__WHAT IS EXPECTED__. Beginning with the first line below, output every record verbatim and leave out the images.

__PROVIDED INFORMATION__.

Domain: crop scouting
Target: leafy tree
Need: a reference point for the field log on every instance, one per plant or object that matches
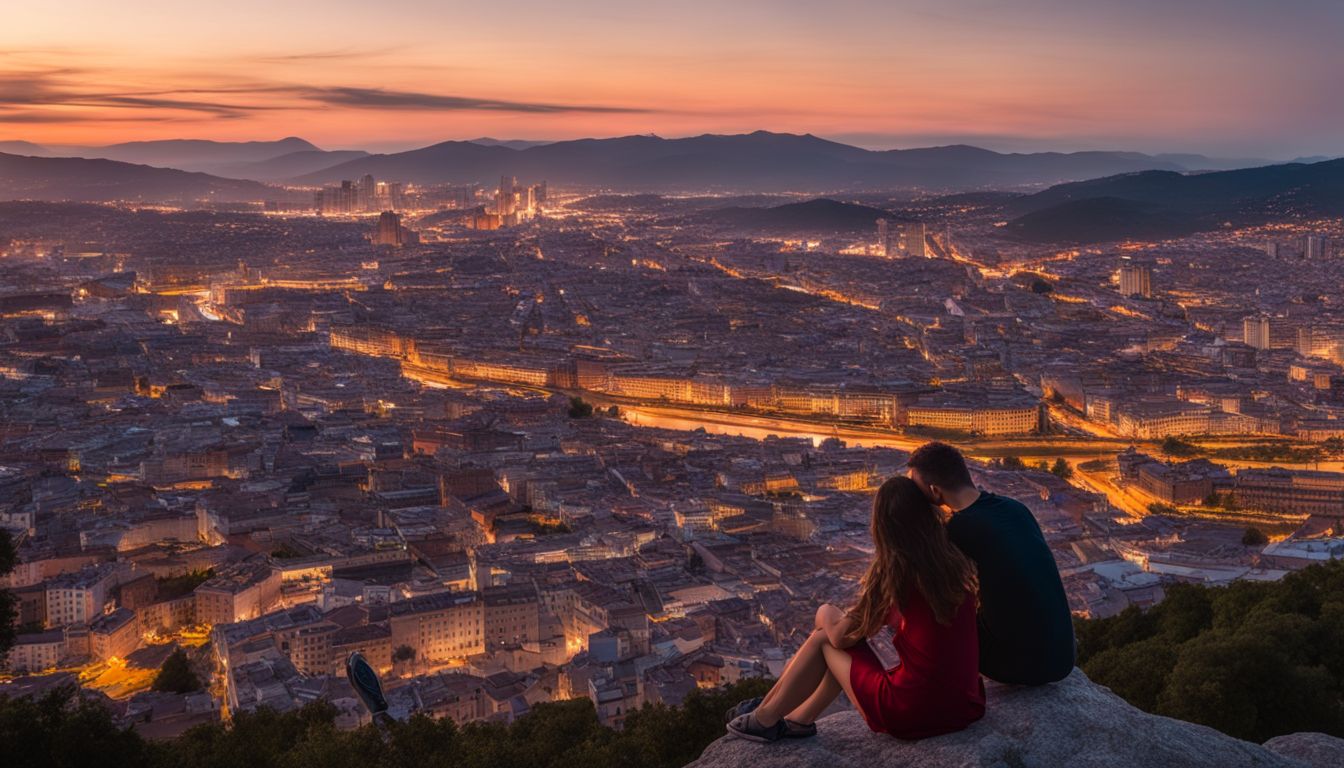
(63, 729)
(176, 675)
(179, 585)
(55, 732)
(1253, 659)
(1179, 448)
(8, 603)
(579, 408)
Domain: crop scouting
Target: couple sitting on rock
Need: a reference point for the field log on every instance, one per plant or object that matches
(940, 605)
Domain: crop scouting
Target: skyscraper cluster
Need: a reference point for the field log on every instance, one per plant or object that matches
(367, 195)
(514, 203)
(901, 240)
(1136, 280)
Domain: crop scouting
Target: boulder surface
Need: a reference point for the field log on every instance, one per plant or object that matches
(1074, 722)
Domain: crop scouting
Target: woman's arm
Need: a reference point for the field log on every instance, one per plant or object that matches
(836, 624)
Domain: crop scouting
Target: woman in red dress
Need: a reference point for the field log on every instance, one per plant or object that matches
(922, 677)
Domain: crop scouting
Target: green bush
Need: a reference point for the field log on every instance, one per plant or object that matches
(1250, 659)
(57, 732)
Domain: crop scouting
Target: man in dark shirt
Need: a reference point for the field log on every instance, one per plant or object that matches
(1026, 628)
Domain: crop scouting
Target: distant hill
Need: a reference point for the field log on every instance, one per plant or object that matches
(190, 154)
(289, 166)
(24, 148)
(510, 143)
(754, 162)
(1157, 203)
(104, 180)
(820, 215)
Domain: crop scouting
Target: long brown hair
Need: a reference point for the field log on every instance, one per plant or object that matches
(913, 553)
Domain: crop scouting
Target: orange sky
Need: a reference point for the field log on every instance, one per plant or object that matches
(1226, 75)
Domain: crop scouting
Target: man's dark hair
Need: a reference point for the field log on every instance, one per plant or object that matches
(941, 464)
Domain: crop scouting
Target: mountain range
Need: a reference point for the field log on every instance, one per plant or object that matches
(817, 215)
(753, 162)
(756, 162)
(1161, 205)
(24, 178)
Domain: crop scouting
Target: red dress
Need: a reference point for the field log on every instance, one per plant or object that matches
(937, 687)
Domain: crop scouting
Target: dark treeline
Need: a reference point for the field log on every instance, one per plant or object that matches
(1251, 659)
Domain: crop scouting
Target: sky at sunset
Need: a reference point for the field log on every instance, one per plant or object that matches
(1229, 77)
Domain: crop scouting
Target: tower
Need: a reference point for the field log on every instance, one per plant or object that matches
(1136, 280)
(389, 230)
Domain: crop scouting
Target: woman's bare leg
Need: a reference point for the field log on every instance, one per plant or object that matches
(800, 679)
(817, 702)
(837, 667)
(788, 666)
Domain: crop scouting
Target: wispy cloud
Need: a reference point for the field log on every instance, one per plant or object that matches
(379, 98)
(36, 90)
(332, 55)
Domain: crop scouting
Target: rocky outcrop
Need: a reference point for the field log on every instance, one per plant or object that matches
(1074, 724)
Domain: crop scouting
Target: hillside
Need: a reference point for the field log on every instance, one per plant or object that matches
(1157, 203)
(190, 154)
(288, 166)
(819, 215)
(756, 162)
(105, 180)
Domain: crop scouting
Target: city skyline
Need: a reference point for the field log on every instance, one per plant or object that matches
(1187, 77)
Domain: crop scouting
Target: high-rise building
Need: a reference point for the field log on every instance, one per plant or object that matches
(913, 240)
(1136, 280)
(1266, 332)
(1315, 246)
(367, 194)
(395, 197)
(389, 230)
(883, 238)
(506, 203)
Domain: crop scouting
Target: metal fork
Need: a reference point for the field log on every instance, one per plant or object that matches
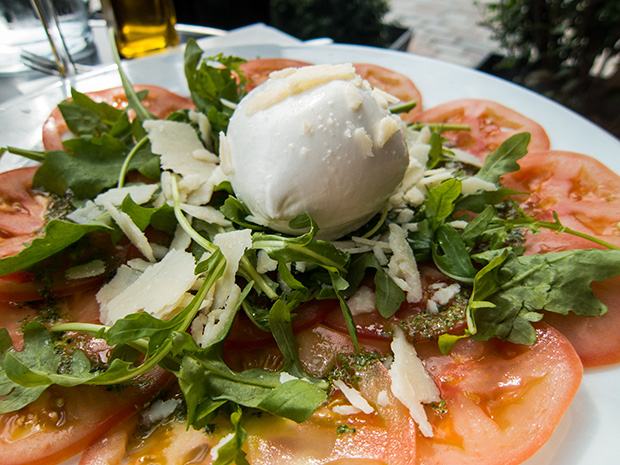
(46, 65)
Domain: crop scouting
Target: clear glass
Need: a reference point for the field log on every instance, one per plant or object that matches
(21, 29)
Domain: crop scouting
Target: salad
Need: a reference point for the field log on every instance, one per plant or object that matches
(295, 375)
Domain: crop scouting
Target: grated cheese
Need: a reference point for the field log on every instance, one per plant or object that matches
(363, 301)
(132, 232)
(411, 384)
(140, 194)
(354, 397)
(402, 267)
(158, 290)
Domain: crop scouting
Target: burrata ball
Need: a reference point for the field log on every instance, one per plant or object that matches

__TASK SOLUTION__.
Domain: crop scouting
Target: leafy tree
Need: a reference point for the field log on every instance, one per plant or object that matches
(63, 729)
(176, 675)
(179, 585)
(55, 732)
(1253, 659)
(1179, 448)
(8, 603)
(579, 408)
Domain: crop scouting
Target: couple sitting on rock
Need: a reference point for the field log on every instance, one per plant or object that matches
(940, 605)
Domain: crop scouting
Target: skyscraper cluster
Need: a reference point for the field log on every instance, one per plant or object that matches
(367, 195)
(514, 203)
(901, 240)
(1136, 280)
Domain: crop scouting
Target: boulder surface
Need: a reference point for the field log on every instance, one per plant or object that matches
(1074, 722)
Domain: crop scouting
Target: woman's arm
Need: a reference point for the field log on every instance, one per plant or object that matches
(836, 624)
Domain: crop scouting
Target: woman in red dress
Need: a reference point for the field log on every instance, one per plant or object that matches
(922, 677)
Domain: crop scouting
Target: green bush
Need: a reference point for the field log on every instance, one per plant or object that matches
(1250, 659)
(57, 732)
Domain: crop scouting
Target: man in dark shirt
Need: a reference point for the field log on every instance, one per plant or object that matches
(1026, 628)
Domain: crop scouting
Target: distant hill
Need: a reference point for the field log on every instance, one per plant or object that matches
(190, 154)
(289, 166)
(24, 148)
(510, 143)
(754, 162)
(1157, 203)
(104, 180)
(820, 215)
Domain: crop scouting
Target: long brown hair
Need: a reference point for the field log on every instance, one per plant or object that matches
(913, 553)
Domain: crop scouting
Target: orange sky
Need: a reference point for the field log on every instance, one per plant or object that matches
(1226, 75)
Domain: crop scouting
Target: man's dark hair
Need: a reference point for the field log on every instance, one per plant or object that matches
(941, 464)
Domain: crop scouting
Target: mountain range
Need: a reference point for the field log on every instance, one per plant or object that matches
(817, 215)
(753, 162)
(756, 162)
(1161, 205)
(24, 178)
Domain: crop scouting
Target: red dress
Need: a reference point for the field log on every instance, one per plant or object that matches
(937, 687)
Domain: crop scouting
Target: dark treeline
Need: a reference point for the field log on every instance, one per plant or object that matches
(1251, 659)
Domain: crop scouting
Target: sky at sunset
Need: a reference point for the field log on every instance, one per plant or object that matches
(1229, 77)
Domain: crop scouting
Target: tower
Need: a reference point for the field log on every instance, one per plant or object that matches
(1136, 280)
(389, 230)
Domain: crop scouting
Target: woman's bare leg
Need: a reference point for the field log on every instance, one per plant or object that matches
(800, 679)
(817, 702)
(837, 667)
(788, 666)
Domain: crop scouting
Target: wispy cloud
Need: a reference point for the field log on every instance, one per plant or object that matches
(379, 98)
(36, 90)
(332, 55)
Domain: crop scouting
Target: rocky outcrop
Need: a reference point for the field log on every instance, one per plant or object that matches
(1074, 724)
Domain: crop scouting
Target: hillside
Need: a reference point for the field log on every instance, one per plant or object that matches
(1157, 203)
(190, 154)
(288, 166)
(819, 215)
(756, 162)
(105, 180)
Domain: crop scouting
Target: city skyline
Need: a reference point for the field log on every instance, one per plant or object that matches
(1187, 77)
Domain: crop scouting
Target: high-rise building
Need: a reference point for the field log on every instance, one per plant or object that matches
(913, 240)
(1136, 280)
(1266, 332)
(1315, 246)
(367, 194)
(395, 197)
(389, 230)
(883, 238)
(506, 203)
Domain: crop scouting
Target: metal fork
Need: a reference point for the field log on every instance, one per plant or object that matches
(46, 65)
Domain: crop scouting
Target: clear glass
Need: a reference point for the field log on every instance, one per plant or object that matches
(21, 29)
Domain: crop scouting
Target: salad
Need: a reference point for the field log on every instance, one per plant or object that matches
(295, 375)
Domain: crop scouting
Target: grated cheese
Need: a reference point for the field log on every instance, one per plant or object that matches
(363, 301)
(132, 232)
(411, 384)
(140, 194)
(354, 397)
(402, 267)
(158, 290)
Domain: crop scouting
Target: burrata ball
Need: a reference point for the field log on every instance, one per plant or object that matches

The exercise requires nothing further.